**Excerpted passage:**
************
The U.N. special rapporteur for human rights in the occupied Palestinian territory, former Princeton University law professor Richard Falk, calls what Israel is doing to the 1.5 million Palestinians in Gaza “a crime against humanity.” Falk, who is Jewish, has condemned the collective punishment of the Palestinians in Gaza as “a flagrant and massive violation of international humanitarian law as laid down in Article 33 of the Fourth Geneva Convention.” He has asked for “the International Criminal Court to investigate the situation, and determine whether the Israeli civilian leaders and military commanders responsible for the Gaza siege should be indicted and prosecuted for violations of international criminal law.”

Falk, while condemning the rocket attacks by the militant group Hamas, which he points out are also criminal violations of international law, goes on to say that “such Palestinian behavior does not legalize Israel’s imposition of a collective punishment of a life- and health-threatening character on the people of Gaza, and should not distract the U.N. or international society from discharging their fundamental moral and legal duty to render protection to the Palestinian people.”
************
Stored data
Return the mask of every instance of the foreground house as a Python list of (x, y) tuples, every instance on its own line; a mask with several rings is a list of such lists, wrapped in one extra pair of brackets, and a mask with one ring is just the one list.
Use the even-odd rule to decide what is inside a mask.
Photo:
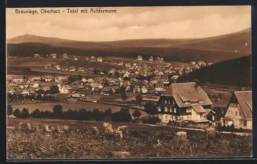
[(65, 85), (61, 87), (59, 89), (60, 93), (61, 94), (68, 94), (70, 93), (71, 88), (68, 85)]
[(235, 128), (252, 129), (252, 91), (234, 92), (225, 115), (225, 125), (233, 124)]
[(187, 120), (205, 126), (209, 122), (206, 110), (212, 105), (207, 94), (195, 83), (175, 83), (161, 95), (157, 110), (162, 123)]

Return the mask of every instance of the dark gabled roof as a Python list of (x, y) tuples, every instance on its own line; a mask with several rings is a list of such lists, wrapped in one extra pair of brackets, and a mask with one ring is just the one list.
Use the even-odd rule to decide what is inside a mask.
[(252, 117), (252, 91), (234, 92), (246, 118)]
[(103, 92), (112, 92), (113, 93), (114, 93), (115, 92), (115, 91), (114, 90), (114, 89), (113, 88), (112, 88), (112, 87), (104, 87), (102, 91)]
[(199, 105), (194, 105), (192, 106), (197, 113), (205, 113), (206, 111)]
[(115, 89), (116, 90), (120, 89), (120, 87), (119, 87), (118, 86), (112, 86), (112, 88), (113, 88), (114, 89)]
[(173, 83), (161, 95), (173, 96), (179, 107), (190, 107), (199, 101), (201, 106), (213, 105), (207, 94), (200, 87), (196, 90), (194, 82)]

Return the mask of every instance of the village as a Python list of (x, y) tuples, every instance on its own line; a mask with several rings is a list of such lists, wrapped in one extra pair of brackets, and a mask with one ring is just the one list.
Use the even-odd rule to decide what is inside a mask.
[[(55, 60), (57, 56), (56, 54), (52, 54), (48, 57)], [(42, 56), (36, 54), (34, 57)], [(62, 58), (79, 60), (76, 56), (66, 54), (62, 55)], [(101, 57), (95, 57), (94, 55), (84, 57), (83, 59), (103, 62)], [(148, 60), (143, 60), (141, 56), (138, 56), (134, 60), (118, 61), (116, 64), (122, 66), (123, 69), (104, 70), (48, 64), (44, 67), (45, 69), (87, 72), (87, 76), (80, 74), (29, 76), (31, 77), (24, 75), (19, 77), (9, 76), (7, 81), (8, 102), (26, 104), (84, 101), (120, 105), (125, 102), (127, 106), (142, 111), (146, 110), (148, 104), (151, 104), (154, 105), (163, 125), (173, 121), (173, 126), (176, 124), (177, 126), (185, 127), (186, 121), (187, 127), (192, 128), (205, 128), (210, 125), (214, 127), (233, 125), (237, 129), (252, 129), (251, 91), (234, 92), (227, 111), (223, 112), (223, 116), (218, 116), (212, 110), (213, 103), (197, 81), (178, 83), (180, 76), (210, 66), (212, 63), (192, 61), (189, 66), (175, 67), (164, 63), (163, 58), (154, 59), (151, 56)], [(141, 98), (137, 102), (136, 97), (139, 95)], [(241, 99), (244, 97), (247, 99)], [(220, 98), (217, 96), (216, 98)]]

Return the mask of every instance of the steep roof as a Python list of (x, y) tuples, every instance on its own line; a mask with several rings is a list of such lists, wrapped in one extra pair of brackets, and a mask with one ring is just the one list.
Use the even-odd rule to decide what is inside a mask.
************
**Prompt 1:**
Which provision of international humanitarian law does Falk cite in the passage on Gaza when condemning the collective punishment of its Palestinians?
**Prompt 2:**
Please continue the passage on Gaza from where it stops.

**Answer box 1:**
Article 33 of the Fourth Geneva Convention.

**Answer box 2:**
“It is an unfolding humanitarian catastrophe that each day poses the entire 1.5 million Gazans to an unspeakable ordeal, to a struggle to survive in terms of their health,” Falk said when I reached him by phone in California shortly before he left for Israel. “This is an increasingly precarious condition. A recent study reports that 46 percent of all Gazan children suffer from acute anemia. There are reports that the sonic booms associated with Israeli overflights have caused widespread deafness, especially among children. Gazan children need thousands of hearing aids. Malnutrition is extremely high in a number of different dimensions and affects 75 percent of Gazans. There are widespread mental disorders, especially among young people without the will to live. Over 50 percent of Gazan children under the age of 12 have been found to have no will to live.”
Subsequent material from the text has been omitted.